**Exercise requirements**:
1. Print, word for word, the stretch of the excerpt about train safety standards from "Someone somewhere at" through "expensive new trains.".
2. Proceed with the excerpt about train safety standards, picking up right after its final sentence.

**Extract**:
────

You can support me either by giving a one-time contribution or a regular subscription. There are four ways of doing so:
1. Zelle: This is the only internet method that charges no fees. All you have to do is use the Zelle link at your internet bank and give my name and email address (zimmerman at nasw dot org). What you donate is what I get.
2. Patreon: Go to my website there and pick one of five monthly subscription amounts, or by making a one-time donation.
3. A Paypal Donation or subscription:
4. Donate by check, payable to Robert Zimmerman and mailed to
Behind The Black
c/o Robert Zimmerman
P.O.Box 1262
Cortaro, AZ 85652
You can also support me by buying one of my books, as noted in the boxes interspersed throughout the webpage or shown in the menu above.
Safety standards are, after all, interpretive rules, so they’re subject to change on the whim of an inspector….
Sorry, hits a nerve. Just spent a few hours today planning compliance with a new interpretation of a standard which has evidently been being misinterpreted by the entire industrial community for years.
And if and when there is a “problem” and someone is killed? How will that be “interpreted”?
Someone somewhere at a desk or work station was tasked with determining and laying out some criteria for the specifications of said trains. I would think that there would be a fairly thick book produced dedicated to the specific subject. This would include the maximum allowable width for these bright and shinny and very expensive new trains.
If I was the boss I would be very interested in the name or names of these individuals while we all contorted ourselves in our making the lemonade that fixes this screw up. But in the end, if I was the boss it would all come down on me, it would have been my responsibility to set and check the dimensions. And even so, stuff happens.
But this is government, no one ultimately has any responsibility more than likely.
“And even so, stuff happens.”
Like many here, I have experience in the difference between shop and as-built plans; but 20 cm?
It appears from the article the new equipment will eat up half the minimum safety distance; a standard I assume was carefully studied and arrived at. The official line seems to be that the standards are overly restrictive, and can be safely ignored. Or people are taking additional risk. Whatever.

────

**Records**:
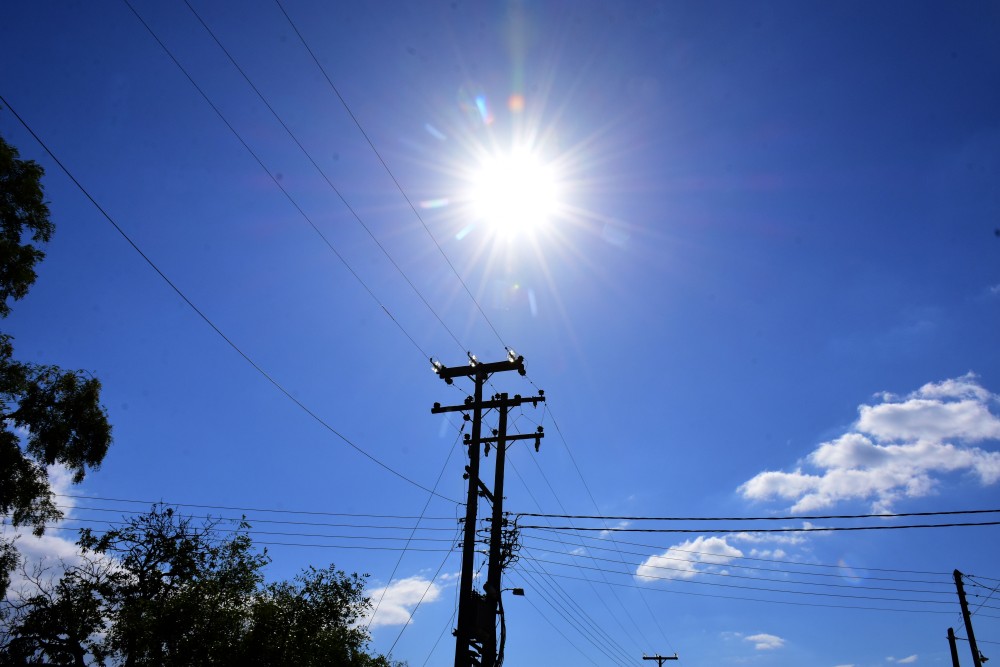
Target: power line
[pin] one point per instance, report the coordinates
(561, 633)
(540, 570)
(770, 601)
(385, 165)
(561, 610)
(256, 520)
(728, 565)
(812, 529)
(403, 552)
(753, 558)
(277, 385)
(251, 531)
(315, 546)
(326, 178)
(245, 509)
(692, 552)
(772, 590)
(600, 597)
(756, 518)
(593, 500)
(419, 602)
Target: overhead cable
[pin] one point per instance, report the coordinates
(267, 376)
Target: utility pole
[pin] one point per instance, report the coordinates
(475, 633)
(953, 647)
(976, 657)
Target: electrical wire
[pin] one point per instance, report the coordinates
(810, 529)
(417, 606)
(595, 628)
(770, 601)
(326, 178)
(274, 179)
(312, 545)
(267, 376)
(573, 623)
(838, 575)
(561, 633)
(256, 520)
(690, 570)
(240, 509)
(402, 553)
(592, 584)
(754, 558)
(251, 531)
(437, 641)
(385, 165)
(771, 590)
(593, 500)
(757, 518)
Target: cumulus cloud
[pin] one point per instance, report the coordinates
(687, 559)
(399, 599)
(605, 533)
(898, 447)
(55, 546)
(765, 642)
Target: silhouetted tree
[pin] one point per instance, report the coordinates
(165, 590)
(47, 415)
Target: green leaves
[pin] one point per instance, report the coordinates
(49, 416)
(166, 590)
(22, 209)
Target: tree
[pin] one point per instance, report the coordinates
(165, 590)
(47, 415)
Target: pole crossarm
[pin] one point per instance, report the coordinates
(492, 404)
(523, 436)
(477, 368)
(476, 642)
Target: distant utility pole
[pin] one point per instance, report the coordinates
(475, 634)
(976, 656)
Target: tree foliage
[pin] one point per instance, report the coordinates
(165, 590)
(47, 415)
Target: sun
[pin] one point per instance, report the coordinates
(515, 192)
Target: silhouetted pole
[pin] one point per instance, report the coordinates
(475, 632)
(954, 648)
(968, 620)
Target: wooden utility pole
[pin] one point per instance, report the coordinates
(953, 647)
(976, 658)
(475, 632)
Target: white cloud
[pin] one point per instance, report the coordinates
(899, 447)
(765, 642)
(687, 559)
(605, 533)
(400, 597)
(55, 546)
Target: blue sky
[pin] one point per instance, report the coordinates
(769, 285)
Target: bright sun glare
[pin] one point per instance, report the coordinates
(515, 193)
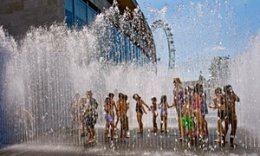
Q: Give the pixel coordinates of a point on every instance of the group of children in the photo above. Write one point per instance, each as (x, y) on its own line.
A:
(190, 104)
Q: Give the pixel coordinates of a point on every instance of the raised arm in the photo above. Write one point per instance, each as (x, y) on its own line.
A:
(146, 106)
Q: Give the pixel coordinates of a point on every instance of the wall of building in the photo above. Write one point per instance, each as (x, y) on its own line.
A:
(17, 16)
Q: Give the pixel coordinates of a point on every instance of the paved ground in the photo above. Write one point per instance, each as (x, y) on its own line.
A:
(146, 144)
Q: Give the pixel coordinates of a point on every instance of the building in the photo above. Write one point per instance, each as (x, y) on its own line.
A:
(48, 97)
(17, 16)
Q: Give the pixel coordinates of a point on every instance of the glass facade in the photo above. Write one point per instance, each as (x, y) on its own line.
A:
(125, 50)
(80, 13)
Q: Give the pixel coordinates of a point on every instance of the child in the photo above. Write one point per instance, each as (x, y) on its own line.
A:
(122, 114)
(187, 119)
(108, 108)
(164, 113)
(218, 103)
(155, 114)
(139, 111)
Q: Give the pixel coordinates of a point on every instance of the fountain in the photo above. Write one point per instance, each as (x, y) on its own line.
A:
(41, 73)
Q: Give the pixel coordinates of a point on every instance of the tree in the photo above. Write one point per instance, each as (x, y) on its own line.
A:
(219, 70)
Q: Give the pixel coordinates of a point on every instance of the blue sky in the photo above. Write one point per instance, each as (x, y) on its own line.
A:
(203, 29)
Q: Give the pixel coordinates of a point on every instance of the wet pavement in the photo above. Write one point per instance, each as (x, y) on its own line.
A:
(146, 144)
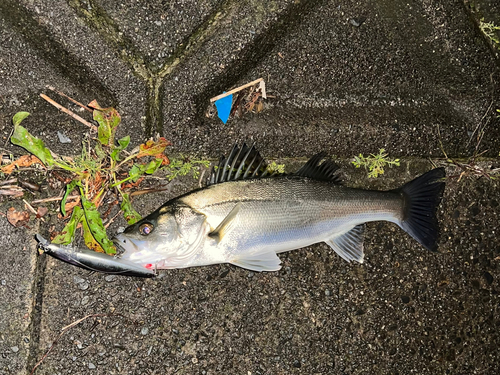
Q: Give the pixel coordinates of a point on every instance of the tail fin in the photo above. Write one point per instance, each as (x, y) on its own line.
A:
(421, 198)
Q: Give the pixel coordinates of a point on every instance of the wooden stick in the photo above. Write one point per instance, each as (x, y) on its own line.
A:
(215, 98)
(71, 99)
(54, 199)
(67, 111)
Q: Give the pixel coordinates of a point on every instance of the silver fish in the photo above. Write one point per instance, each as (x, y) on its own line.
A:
(245, 217)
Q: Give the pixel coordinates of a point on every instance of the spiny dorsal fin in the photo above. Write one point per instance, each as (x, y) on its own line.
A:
(318, 170)
(242, 163)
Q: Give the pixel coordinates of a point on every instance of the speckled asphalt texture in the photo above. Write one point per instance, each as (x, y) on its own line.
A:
(346, 77)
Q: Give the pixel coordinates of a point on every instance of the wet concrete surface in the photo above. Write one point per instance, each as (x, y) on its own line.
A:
(346, 77)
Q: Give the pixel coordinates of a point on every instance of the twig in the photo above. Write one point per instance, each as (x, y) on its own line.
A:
(71, 99)
(54, 199)
(64, 330)
(147, 191)
(215, 98)
(112, 219)
(67, 111)
(29, 206)
(200, 180)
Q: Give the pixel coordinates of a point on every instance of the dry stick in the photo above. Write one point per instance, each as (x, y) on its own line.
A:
(54, 199)
(64, 330)
(148, 191)
(215, 98)
(69, 98)
(67, 111)
(112, 220)
(479, 125)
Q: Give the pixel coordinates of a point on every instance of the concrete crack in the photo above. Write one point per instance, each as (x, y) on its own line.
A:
(97, 18)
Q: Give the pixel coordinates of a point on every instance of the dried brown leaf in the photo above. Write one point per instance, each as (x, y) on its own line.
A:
(41, 212)
(23, 161)
(17, 218)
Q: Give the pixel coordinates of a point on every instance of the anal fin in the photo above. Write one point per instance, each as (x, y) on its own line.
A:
(349, 245)
(226, 225)
(258, 261)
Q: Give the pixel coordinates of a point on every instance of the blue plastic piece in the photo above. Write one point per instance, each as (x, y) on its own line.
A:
(224, 107)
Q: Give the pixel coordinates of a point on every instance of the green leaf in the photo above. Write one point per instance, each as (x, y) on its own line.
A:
(153, 166)
(122, 145)
(131, 215)
(68, 233)
(108, 119)
(21, 137)
(19, 117)
(152, 148)
(136, 171)
(93, 227)
(69, 189)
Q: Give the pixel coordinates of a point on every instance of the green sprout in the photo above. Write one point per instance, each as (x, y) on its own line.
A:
(184, 166)
(99, 168)
(375, 163)
(490, 30)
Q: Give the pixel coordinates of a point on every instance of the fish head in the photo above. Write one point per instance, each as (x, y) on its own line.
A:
(165, 237)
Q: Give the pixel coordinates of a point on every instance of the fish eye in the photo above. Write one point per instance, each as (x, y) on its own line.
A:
(146, 229)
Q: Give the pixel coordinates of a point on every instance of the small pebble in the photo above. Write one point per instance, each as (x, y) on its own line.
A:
(488, 277)
(78, 280)
(63, 138)
(110, 278)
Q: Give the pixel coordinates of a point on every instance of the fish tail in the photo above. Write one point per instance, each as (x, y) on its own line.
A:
(421, 198)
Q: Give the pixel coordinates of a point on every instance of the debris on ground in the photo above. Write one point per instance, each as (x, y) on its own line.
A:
(17, 218)
(247, 98)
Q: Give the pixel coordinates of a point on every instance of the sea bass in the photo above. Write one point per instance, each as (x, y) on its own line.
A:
(246, 217)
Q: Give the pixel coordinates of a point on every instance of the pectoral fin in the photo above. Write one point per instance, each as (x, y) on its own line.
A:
(349, 245)
(226, 225)
(258, 261)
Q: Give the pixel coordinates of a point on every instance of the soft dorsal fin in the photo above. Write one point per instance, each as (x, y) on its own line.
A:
(226, 225)
(318, 170)
(242, 163)
(349, 245)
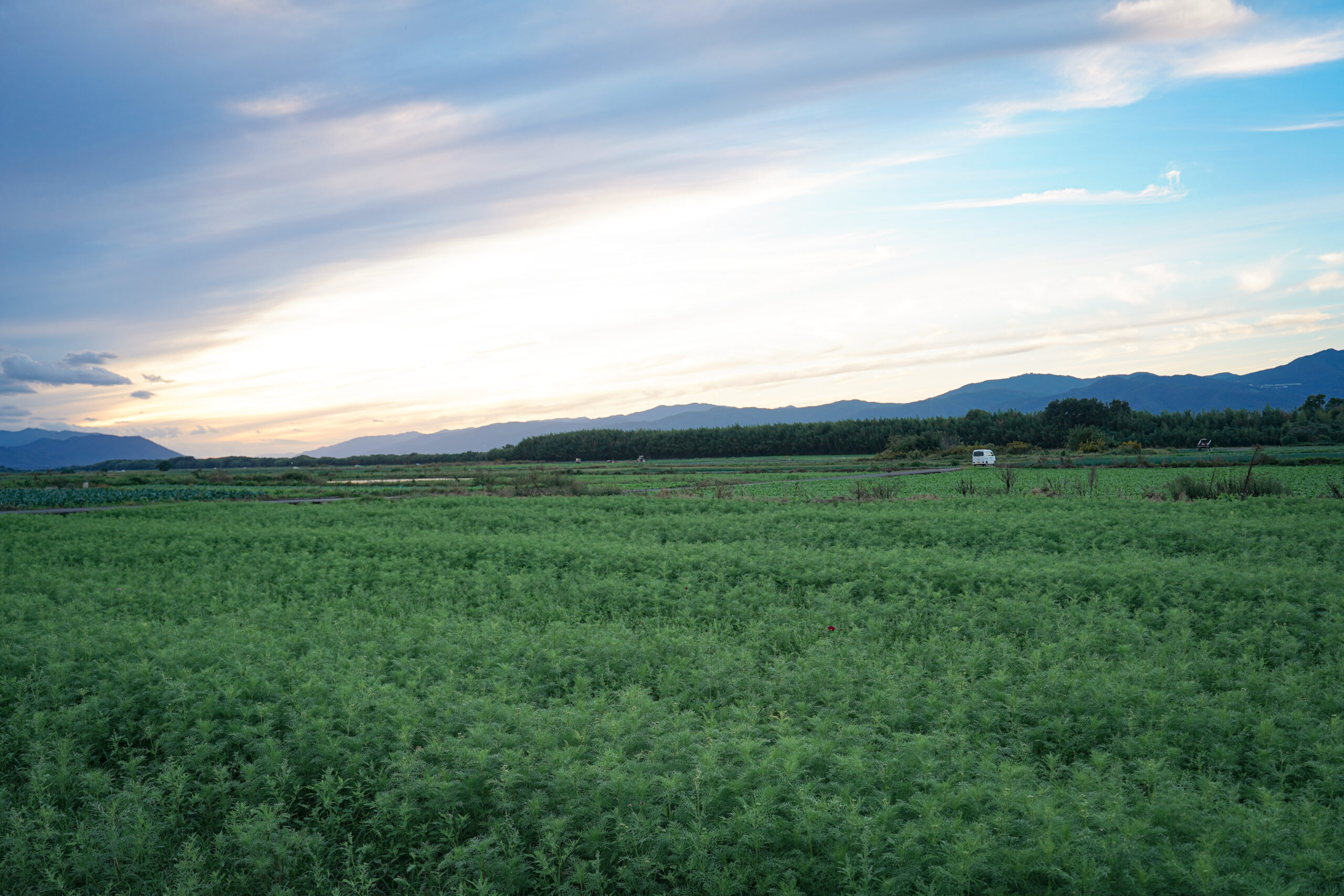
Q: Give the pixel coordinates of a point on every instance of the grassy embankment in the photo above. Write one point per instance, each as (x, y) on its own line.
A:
(639, 695)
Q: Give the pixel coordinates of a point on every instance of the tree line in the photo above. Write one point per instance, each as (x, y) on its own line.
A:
(1065, 424)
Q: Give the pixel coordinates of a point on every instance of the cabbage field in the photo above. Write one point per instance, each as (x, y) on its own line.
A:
(648, 695)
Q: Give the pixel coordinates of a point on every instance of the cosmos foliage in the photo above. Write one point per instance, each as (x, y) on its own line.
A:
(640, 695)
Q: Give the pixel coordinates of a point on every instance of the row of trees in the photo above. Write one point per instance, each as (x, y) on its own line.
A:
(1064, 424)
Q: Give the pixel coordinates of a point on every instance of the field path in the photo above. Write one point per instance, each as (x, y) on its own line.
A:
(136, 507)
(823, 479)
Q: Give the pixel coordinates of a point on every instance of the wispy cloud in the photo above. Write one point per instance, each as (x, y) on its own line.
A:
(25, 370)
(1179, 19)
(1264, 57)
(1312, 125)
(88, 358)
(1330, 280)
(1257, 280)
(1072, 196)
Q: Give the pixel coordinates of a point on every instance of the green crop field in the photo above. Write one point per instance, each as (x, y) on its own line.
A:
(479, 695)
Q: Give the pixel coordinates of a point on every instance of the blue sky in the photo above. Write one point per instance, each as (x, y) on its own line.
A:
(261, 227)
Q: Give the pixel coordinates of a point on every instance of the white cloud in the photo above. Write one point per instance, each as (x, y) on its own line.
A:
(1330, 280)
(276, 107)
(25, 370)
(1315, 125)
(1073, 196)
(1175, 19)
(1265, 57)
(1257, 280)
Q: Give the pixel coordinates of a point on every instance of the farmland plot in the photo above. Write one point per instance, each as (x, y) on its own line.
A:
(647, 695)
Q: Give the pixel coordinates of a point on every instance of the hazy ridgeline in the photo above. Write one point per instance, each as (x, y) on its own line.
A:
(1057, 426)
(639, 695)
(1054, 428)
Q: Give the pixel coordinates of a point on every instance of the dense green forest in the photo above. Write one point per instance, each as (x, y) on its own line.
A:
(1064, 424)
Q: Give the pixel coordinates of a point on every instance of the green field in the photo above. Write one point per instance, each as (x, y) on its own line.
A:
(1306, 472)
(471, 695)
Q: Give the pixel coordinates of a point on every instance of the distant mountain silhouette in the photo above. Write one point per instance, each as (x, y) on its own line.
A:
(1285, 386)
(75, 449)
(10, 438)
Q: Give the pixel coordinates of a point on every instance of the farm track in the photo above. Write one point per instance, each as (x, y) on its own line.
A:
(824, 479)
(136, 507)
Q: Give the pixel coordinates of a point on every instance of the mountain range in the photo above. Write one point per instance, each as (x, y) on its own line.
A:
(1285, 386)
(34, 449)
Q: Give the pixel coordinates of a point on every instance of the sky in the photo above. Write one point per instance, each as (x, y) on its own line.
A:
(256, 227)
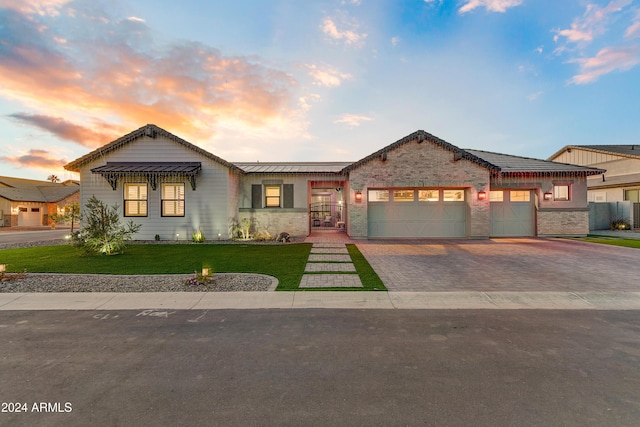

────

**Answer list**:
1.
Someone somewhere at a desk or work station was tasked with determining and laying out some criteria for the specifications of said trains. I would think that there would be a fairly thick book produced dedicated to the specific subject. This would include the maximum allowable width for these bright and shinny and very expensive new trains.

2.
Anyone familiar with Australian defence procurement would not be surprised. We spent a billion dollars on 11 Seasprite helicopters for our Navy and got none because at the last moment someone discovered that the autopilot was a single channel device as specified in the contract but as we had decided on a two crew complement instead of the usual 3 the chopper wouldn’t be able to do its job at night or in instrument weather. I haven’t heard that anyone lost job/pension/went to jail over this.
BTW the trains are a New South Wales State government screw up, not Australian federal gummint.
Blair, I’m no expert and don’t know any more about this situation than what appears here, but I think the main factor that determines the safety margin is shaking of the train (in shipboard terms, the rolling component) as it goes through the tunnel. I don’t know how they calculated the maximum expected rolling motion, and I agree witth you; it appears someone determined that the old standard was too strict and therefore reduced it somewhat arbitrarily.
Talk about failed engineering:
http://www.miamiherald.com/news/local/community/miami-dade/west-miami-dade/article205316174.html
Cotour: This story was worth getting elevated to the main page. Thank you.
Sounds like someone was told to take off their engineering hat and put on their management hat.